--- DATA SHOWN ---
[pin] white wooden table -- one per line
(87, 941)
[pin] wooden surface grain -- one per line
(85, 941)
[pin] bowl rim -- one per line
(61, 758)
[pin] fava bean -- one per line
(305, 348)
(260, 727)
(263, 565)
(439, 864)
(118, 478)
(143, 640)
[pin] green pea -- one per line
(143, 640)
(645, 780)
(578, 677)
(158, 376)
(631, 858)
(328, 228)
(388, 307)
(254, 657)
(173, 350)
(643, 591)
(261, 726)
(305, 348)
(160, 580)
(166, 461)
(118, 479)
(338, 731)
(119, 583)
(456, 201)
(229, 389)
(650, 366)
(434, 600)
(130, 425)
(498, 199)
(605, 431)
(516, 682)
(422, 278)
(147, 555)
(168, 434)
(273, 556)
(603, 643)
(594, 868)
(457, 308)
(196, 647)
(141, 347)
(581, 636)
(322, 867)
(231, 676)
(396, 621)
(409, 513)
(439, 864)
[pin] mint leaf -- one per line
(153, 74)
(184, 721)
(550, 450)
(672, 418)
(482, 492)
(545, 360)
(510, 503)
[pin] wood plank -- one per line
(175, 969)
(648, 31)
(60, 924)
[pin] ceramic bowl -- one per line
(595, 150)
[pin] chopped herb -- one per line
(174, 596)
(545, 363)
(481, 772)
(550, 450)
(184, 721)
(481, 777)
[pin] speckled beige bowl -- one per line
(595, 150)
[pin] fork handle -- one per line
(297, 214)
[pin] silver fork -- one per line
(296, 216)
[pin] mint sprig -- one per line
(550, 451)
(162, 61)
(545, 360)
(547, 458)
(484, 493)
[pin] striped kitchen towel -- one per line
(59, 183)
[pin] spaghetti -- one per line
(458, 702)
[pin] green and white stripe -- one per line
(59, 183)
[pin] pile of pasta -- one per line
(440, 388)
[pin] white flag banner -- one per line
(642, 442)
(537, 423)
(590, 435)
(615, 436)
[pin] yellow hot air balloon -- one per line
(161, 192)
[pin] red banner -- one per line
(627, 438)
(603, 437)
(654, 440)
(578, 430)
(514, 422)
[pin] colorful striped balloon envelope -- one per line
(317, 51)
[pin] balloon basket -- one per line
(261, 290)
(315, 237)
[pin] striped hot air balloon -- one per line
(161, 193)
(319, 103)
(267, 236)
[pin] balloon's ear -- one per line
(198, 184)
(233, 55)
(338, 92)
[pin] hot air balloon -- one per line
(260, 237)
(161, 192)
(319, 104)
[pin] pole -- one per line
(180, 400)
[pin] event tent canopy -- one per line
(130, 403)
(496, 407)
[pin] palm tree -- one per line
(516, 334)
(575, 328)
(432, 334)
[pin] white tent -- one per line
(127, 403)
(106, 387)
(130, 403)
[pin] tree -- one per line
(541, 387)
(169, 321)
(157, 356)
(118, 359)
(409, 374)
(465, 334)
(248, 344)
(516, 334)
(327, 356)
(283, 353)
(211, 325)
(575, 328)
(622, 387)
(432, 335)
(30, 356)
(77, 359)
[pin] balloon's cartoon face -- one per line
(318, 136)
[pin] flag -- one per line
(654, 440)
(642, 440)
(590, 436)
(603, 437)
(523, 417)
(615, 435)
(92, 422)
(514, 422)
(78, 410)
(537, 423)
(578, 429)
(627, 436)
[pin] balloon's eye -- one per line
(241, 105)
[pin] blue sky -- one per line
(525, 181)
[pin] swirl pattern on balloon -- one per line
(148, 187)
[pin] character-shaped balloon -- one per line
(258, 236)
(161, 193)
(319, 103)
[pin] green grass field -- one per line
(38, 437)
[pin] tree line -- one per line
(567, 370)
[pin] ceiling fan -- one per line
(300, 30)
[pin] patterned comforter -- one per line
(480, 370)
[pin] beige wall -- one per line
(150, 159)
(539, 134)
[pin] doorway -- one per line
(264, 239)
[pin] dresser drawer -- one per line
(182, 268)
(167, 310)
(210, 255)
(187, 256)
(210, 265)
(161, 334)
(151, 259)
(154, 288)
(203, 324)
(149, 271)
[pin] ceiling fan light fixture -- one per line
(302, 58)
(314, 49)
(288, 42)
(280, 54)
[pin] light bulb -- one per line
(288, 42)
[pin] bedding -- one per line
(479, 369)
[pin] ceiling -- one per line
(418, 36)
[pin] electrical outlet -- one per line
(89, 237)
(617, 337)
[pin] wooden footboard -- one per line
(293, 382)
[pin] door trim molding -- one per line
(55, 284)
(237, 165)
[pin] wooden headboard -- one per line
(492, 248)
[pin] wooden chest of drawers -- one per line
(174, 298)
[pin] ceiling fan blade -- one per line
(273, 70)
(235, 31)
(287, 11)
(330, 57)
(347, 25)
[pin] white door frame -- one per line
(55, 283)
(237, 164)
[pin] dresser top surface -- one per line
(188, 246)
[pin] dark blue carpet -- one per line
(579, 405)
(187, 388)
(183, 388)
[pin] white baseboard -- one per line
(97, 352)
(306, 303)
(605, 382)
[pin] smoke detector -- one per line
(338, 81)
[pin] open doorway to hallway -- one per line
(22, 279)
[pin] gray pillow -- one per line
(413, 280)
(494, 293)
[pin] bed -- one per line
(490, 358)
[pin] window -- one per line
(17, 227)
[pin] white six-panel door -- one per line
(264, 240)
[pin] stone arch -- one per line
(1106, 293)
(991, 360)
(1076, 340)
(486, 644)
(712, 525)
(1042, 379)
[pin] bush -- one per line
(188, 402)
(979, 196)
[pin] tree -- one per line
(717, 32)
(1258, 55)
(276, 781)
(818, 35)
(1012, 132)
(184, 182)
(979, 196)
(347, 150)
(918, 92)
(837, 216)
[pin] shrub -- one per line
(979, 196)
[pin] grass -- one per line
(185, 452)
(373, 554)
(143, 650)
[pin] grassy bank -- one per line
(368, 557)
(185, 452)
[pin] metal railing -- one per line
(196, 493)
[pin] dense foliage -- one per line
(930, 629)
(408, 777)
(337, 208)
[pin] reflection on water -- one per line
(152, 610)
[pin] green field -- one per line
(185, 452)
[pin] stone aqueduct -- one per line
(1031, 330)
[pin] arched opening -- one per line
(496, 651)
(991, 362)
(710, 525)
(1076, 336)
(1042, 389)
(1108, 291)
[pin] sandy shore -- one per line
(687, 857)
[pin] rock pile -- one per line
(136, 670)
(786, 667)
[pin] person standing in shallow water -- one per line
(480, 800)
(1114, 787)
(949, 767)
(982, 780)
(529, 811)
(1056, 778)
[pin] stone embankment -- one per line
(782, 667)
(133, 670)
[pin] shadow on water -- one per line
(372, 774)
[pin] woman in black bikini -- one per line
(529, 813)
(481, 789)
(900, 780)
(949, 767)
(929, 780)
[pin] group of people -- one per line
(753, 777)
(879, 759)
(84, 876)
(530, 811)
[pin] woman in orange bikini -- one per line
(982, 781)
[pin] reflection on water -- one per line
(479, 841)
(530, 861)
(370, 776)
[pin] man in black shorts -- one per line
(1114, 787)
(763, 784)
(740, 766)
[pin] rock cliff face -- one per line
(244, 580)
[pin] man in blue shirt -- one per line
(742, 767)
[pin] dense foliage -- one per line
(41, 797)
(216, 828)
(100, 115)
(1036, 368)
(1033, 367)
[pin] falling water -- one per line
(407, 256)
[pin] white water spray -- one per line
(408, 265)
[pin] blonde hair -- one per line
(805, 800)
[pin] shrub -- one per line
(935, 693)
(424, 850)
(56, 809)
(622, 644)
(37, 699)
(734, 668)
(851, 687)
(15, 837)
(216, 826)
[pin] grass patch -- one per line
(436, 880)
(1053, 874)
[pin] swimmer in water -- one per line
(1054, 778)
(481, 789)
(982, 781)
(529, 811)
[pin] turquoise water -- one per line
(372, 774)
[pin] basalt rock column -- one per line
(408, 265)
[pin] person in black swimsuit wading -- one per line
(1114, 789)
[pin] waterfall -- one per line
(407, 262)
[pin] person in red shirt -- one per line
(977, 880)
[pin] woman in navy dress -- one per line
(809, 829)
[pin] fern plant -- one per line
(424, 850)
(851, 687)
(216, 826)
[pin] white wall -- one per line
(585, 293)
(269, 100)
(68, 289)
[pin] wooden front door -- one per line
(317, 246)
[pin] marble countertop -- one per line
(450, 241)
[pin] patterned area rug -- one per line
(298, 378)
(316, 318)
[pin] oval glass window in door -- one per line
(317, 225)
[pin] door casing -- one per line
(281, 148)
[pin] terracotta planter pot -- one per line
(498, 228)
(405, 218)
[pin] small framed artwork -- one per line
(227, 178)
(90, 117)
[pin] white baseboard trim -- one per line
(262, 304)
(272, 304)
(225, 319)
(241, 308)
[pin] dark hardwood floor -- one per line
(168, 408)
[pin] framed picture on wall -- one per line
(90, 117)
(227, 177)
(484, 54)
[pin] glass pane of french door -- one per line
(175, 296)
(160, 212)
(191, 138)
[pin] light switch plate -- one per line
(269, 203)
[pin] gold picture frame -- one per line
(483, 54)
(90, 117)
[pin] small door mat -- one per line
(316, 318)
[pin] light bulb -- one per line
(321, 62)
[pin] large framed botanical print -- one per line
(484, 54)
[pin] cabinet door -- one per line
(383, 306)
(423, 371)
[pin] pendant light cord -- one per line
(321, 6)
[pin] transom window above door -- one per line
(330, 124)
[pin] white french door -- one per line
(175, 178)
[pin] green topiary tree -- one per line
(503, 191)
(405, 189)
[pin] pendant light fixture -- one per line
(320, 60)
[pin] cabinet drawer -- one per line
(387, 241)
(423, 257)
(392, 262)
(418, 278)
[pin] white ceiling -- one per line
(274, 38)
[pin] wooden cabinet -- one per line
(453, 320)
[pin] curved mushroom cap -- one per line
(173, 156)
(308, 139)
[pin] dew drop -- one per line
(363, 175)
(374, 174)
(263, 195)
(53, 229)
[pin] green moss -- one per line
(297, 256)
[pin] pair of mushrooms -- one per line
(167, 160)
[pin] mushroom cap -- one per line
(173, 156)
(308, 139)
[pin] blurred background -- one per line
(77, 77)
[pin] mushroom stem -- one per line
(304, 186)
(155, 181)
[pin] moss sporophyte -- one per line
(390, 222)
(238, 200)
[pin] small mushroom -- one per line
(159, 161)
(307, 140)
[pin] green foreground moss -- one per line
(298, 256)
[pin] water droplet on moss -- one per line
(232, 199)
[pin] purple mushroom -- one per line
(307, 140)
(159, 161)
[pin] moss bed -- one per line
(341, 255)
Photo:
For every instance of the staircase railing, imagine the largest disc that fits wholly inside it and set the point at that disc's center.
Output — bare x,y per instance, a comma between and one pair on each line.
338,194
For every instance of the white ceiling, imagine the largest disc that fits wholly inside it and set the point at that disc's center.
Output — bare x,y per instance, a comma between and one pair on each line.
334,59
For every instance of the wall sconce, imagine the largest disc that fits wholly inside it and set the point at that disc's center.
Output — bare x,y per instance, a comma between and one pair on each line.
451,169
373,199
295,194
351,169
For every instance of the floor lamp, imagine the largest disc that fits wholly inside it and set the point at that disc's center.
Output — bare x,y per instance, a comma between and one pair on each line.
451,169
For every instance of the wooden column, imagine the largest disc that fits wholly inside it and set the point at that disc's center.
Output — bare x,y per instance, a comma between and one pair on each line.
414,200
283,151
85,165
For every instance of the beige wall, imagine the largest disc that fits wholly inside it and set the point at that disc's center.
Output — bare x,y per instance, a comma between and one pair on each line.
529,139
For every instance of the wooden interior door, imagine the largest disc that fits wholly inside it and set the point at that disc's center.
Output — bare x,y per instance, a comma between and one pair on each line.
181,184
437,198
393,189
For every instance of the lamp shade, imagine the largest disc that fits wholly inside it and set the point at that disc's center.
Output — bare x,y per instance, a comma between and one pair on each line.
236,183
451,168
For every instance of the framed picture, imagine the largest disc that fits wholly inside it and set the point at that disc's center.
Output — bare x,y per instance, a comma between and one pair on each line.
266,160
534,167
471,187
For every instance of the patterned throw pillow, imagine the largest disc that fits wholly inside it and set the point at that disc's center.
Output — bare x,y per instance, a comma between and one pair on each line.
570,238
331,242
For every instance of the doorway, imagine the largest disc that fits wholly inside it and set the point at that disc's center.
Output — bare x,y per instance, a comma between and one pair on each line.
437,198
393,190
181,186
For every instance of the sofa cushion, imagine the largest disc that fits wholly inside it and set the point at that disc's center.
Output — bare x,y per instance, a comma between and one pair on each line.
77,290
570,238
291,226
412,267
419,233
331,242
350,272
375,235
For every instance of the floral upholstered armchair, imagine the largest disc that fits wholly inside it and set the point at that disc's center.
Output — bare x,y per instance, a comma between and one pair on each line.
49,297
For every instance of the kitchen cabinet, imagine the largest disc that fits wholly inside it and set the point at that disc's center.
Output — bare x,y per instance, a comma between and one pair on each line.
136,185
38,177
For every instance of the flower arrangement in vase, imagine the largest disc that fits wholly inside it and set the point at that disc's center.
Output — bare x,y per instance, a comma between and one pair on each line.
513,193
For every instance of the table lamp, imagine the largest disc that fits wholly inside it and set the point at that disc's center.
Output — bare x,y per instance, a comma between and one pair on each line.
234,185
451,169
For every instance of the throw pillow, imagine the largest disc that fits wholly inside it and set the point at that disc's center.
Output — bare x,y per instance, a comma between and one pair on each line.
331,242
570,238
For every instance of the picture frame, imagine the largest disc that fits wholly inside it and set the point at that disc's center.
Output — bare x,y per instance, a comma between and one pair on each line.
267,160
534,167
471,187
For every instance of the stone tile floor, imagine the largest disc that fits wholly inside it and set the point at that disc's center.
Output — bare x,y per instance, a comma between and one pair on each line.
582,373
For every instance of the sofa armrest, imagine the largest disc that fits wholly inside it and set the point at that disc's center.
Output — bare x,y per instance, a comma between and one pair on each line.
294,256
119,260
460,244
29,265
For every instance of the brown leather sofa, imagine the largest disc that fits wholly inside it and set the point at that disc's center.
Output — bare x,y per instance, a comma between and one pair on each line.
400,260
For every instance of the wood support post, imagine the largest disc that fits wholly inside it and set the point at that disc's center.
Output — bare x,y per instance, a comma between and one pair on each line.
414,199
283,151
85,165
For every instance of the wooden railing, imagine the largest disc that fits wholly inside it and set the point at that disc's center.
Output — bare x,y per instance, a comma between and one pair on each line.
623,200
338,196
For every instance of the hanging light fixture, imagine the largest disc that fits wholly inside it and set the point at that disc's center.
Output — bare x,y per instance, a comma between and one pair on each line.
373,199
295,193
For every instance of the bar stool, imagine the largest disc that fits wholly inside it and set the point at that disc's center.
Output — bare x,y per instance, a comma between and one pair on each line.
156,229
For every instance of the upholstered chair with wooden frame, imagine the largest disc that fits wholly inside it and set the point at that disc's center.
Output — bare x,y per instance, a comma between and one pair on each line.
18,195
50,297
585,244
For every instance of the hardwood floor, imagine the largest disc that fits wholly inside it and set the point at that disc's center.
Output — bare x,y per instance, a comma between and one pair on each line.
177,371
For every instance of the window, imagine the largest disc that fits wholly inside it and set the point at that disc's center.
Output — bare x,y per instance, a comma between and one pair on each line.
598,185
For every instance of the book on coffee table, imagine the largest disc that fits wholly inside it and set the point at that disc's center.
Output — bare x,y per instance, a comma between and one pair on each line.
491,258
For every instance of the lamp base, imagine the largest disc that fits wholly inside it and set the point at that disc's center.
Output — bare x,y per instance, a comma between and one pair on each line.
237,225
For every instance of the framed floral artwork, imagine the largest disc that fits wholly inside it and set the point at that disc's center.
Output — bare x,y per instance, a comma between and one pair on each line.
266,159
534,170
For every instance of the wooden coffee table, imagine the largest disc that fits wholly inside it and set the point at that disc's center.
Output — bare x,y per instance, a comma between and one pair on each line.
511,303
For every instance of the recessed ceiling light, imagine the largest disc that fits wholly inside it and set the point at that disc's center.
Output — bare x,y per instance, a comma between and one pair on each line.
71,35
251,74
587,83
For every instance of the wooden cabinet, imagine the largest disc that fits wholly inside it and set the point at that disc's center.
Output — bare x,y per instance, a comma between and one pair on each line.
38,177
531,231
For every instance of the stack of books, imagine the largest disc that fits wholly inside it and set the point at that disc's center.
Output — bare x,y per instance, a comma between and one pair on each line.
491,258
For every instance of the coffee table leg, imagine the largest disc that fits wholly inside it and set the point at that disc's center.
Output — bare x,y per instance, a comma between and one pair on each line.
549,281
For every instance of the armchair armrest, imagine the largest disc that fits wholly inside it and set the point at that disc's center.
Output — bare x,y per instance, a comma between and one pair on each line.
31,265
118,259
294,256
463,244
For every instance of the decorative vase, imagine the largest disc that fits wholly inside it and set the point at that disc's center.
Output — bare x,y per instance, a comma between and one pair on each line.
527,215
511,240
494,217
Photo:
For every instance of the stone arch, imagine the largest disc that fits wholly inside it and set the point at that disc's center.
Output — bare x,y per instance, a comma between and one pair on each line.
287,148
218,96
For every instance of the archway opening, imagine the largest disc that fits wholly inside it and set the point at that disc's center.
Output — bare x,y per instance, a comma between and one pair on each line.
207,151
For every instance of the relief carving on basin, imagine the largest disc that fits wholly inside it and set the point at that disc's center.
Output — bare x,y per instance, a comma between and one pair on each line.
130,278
---
**EXERCISE**
A word-for-word copy of the lines above from the one with "[pin] cabinet drawer -- one per line" through the one with "For every instance of the staircase", inclusive, is the only output wanted.

**ANSWER BELOW**
[pin] cabinet drawer -- one per line
(387, 241)
(423, 257)
(392, 262)
(418, 278)
[pin] white ceiling -- one per line
(274, 38)
[pin] wooden cabinet -- one per line
(453, 320)
[pin] curved mushroom cap -- one per line
(173, 156)
(308, 139)
[pin] dew drop -- one per line
(363, 175)
(374, 174)
(263, 195)
(53, 229)
[pin] green moss -- one per line
(297, 256)
[pin] pair of mushrooms -- one per line
(167, 160)
[pin] mushroom cap -- one per line
(173, 156)
(308, 139)
[pin] blurred background -- one per line
(77, 77)
[pin] mushroom stem -- one per line
(304, 186)
(155, 181)
[pin] moss sporophyte -- one per line
(390, 222)
(238, 200)
[pin] small mushroom -- one per line
(159, 161)
(307, 140)
[pin] green foreground moss -- one per line
(298, 256)
[pin] water droplet on moss -- one per line
(232, 199)
[pin] purple mushroom -- one per line
(307, 140)
(159, 161)
[pin] moss bed -- one per line
(341, 255)
Photo:
For every instance of the staircase railing, imagine the largest disc that fits wholly inside it and set the point at that disc's center.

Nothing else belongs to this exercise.